▶ WHAT YOU ARE ASKED TO DO
Present the lines of the material below as a JSON list of strings, one string per line with blank lines omitted. Include only the lines from the one containing "Could you point out where the reflection on" through the one containing "[910,186,1037,205]", both of those lines included.

--- Start of PROVIDED MATERIAL ---

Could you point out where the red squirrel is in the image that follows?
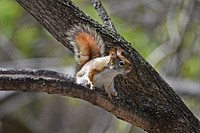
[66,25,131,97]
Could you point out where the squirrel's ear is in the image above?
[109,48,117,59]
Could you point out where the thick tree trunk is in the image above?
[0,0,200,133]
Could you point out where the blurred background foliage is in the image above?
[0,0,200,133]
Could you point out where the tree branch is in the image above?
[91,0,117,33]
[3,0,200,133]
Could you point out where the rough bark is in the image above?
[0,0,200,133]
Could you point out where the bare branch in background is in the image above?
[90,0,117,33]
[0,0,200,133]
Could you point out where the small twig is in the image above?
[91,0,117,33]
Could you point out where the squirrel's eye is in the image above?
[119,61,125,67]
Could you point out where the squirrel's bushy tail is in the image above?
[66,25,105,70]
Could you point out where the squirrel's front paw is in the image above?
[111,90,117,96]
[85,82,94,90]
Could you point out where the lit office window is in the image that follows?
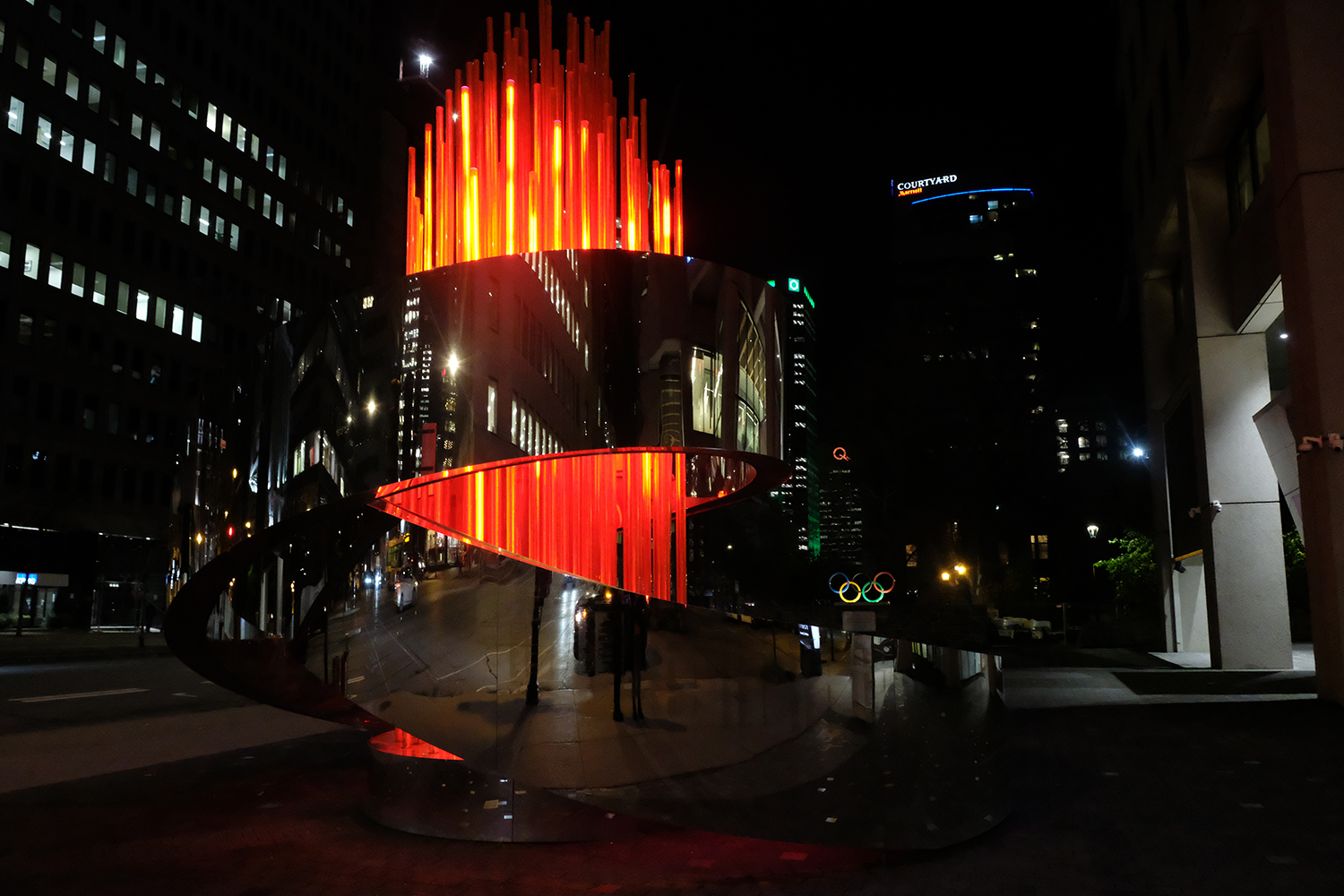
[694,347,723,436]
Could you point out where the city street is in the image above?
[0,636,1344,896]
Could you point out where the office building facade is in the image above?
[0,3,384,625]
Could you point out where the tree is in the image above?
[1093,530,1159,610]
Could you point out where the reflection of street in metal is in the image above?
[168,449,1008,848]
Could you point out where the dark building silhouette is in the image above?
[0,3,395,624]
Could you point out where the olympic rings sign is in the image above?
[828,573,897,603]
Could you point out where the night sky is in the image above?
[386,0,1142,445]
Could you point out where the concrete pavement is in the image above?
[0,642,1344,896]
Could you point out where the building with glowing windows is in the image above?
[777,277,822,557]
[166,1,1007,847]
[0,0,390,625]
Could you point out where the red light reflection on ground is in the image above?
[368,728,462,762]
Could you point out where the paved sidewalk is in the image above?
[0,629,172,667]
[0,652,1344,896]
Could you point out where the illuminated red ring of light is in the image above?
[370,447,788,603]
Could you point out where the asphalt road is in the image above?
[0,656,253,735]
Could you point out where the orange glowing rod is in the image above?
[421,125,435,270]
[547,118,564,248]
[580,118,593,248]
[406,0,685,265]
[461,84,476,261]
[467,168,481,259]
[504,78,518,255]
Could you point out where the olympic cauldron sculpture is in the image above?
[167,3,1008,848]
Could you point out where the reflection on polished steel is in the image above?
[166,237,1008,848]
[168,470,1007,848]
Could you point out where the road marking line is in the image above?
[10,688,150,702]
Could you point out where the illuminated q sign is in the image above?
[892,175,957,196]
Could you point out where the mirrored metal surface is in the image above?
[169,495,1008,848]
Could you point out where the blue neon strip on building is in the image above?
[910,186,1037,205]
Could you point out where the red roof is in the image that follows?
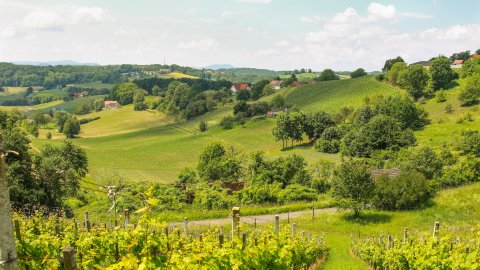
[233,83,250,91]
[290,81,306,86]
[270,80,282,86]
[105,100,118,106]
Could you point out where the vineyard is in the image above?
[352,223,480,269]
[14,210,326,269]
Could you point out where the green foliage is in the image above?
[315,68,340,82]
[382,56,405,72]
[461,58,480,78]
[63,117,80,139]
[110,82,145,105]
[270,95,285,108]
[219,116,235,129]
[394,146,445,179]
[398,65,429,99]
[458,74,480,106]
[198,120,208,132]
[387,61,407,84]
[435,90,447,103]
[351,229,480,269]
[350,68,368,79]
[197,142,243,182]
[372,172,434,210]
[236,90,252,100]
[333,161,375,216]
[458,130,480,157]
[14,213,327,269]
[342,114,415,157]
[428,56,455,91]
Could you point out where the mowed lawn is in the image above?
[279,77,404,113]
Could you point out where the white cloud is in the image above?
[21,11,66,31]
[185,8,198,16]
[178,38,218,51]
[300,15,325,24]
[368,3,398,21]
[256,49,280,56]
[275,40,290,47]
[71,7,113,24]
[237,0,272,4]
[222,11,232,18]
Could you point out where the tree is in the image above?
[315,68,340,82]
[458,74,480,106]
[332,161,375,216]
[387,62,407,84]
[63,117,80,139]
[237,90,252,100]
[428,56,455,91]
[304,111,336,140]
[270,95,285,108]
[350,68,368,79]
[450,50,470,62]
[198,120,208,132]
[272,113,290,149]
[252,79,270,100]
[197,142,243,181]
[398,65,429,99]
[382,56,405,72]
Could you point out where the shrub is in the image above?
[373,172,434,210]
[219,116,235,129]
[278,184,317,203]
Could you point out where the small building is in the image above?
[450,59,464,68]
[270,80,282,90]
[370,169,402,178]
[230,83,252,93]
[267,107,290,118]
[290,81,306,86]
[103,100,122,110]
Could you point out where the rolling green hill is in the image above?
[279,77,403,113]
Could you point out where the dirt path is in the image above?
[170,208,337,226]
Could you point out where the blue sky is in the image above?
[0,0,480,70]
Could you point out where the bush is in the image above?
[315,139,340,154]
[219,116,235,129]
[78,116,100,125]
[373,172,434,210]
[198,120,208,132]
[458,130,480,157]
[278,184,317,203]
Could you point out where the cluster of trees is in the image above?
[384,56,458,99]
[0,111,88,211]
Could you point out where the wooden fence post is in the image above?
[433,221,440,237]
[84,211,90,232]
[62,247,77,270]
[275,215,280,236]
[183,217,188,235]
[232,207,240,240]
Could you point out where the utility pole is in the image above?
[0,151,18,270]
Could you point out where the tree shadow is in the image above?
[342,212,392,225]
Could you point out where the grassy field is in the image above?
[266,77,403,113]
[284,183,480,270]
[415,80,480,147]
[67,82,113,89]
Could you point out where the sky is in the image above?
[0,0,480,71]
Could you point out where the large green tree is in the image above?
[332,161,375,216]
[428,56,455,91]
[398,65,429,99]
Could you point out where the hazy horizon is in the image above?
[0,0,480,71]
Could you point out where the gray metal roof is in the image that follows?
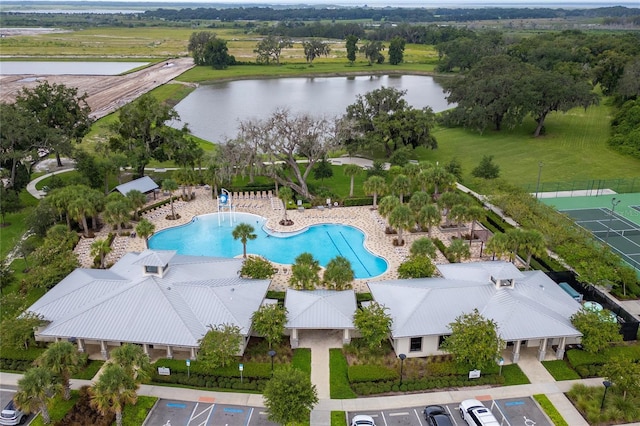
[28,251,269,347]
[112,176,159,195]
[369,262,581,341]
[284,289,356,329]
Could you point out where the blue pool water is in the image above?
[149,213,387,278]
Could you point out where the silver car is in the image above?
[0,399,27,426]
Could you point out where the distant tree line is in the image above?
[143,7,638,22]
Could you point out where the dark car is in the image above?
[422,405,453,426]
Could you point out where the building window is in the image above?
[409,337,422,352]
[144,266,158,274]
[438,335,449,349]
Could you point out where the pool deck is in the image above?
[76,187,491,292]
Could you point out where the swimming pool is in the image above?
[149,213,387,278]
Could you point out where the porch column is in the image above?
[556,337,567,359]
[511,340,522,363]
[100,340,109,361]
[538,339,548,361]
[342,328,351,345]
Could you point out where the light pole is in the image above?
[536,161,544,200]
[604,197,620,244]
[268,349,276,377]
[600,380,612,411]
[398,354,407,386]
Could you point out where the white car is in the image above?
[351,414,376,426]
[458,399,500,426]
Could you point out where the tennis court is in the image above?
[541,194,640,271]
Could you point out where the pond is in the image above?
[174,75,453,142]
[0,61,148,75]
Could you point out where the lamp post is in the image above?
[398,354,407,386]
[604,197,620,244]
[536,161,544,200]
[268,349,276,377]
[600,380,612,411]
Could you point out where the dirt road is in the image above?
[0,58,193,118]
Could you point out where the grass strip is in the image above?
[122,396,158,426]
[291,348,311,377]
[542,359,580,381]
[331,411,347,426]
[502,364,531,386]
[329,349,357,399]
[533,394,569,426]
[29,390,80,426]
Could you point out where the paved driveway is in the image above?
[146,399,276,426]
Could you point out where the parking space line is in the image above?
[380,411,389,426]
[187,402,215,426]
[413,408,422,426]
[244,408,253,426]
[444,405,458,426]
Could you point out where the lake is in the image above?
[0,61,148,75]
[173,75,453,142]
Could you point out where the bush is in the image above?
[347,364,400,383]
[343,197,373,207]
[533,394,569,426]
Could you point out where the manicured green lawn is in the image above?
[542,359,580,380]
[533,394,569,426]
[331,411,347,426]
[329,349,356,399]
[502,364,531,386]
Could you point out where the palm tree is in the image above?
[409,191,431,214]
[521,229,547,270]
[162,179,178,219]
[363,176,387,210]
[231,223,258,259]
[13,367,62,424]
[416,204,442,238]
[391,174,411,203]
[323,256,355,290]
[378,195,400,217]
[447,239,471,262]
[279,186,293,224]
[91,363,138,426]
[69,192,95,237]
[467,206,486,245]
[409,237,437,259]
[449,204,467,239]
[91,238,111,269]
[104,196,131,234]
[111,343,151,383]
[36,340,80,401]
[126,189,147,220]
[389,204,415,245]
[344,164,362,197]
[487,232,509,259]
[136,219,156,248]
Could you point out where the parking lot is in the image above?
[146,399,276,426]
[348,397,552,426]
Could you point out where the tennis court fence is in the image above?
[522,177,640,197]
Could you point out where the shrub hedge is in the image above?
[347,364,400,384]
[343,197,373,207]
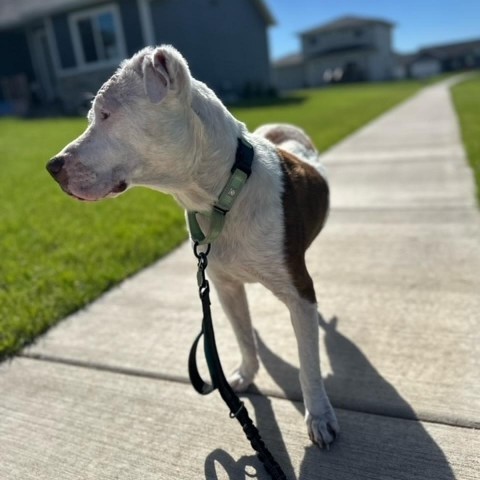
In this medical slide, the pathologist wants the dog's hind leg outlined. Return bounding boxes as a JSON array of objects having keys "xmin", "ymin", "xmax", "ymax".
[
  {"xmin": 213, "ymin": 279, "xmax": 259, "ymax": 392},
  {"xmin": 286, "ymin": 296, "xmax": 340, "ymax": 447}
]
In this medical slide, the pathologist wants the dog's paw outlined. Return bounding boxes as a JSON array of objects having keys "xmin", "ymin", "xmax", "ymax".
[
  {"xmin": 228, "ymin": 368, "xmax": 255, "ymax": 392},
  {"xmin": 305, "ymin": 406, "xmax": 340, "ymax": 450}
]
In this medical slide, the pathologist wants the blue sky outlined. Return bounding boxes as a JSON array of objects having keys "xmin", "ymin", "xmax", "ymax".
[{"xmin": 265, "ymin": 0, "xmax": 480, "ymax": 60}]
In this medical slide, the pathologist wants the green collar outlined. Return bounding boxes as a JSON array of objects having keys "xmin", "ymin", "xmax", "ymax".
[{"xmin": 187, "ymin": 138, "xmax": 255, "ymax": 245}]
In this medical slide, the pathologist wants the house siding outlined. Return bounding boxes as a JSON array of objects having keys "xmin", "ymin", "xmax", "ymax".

--- End of PROVIDED MATERIAL ---

▶ EXERCISE SOLUTION
[
  "Could you point out where the reflection on polished steel is in the image above?",
  "[166,237,1008,848]",
  "[168,470,1007,848]",
  "Could you point out where the road marking line is in the image above?",
  "[10,688,150,702]",
  "Could you point out where the illuminated q sign is in the image above?",
  "[892,175,957,196]",
  "Could you point out where the mirrored metal surface is in the image above?",
  "[169,495,1008,848]",
  "Could you point out where the blue neon strip on building is in the image above?",
  "[910,186,1037,205]"
]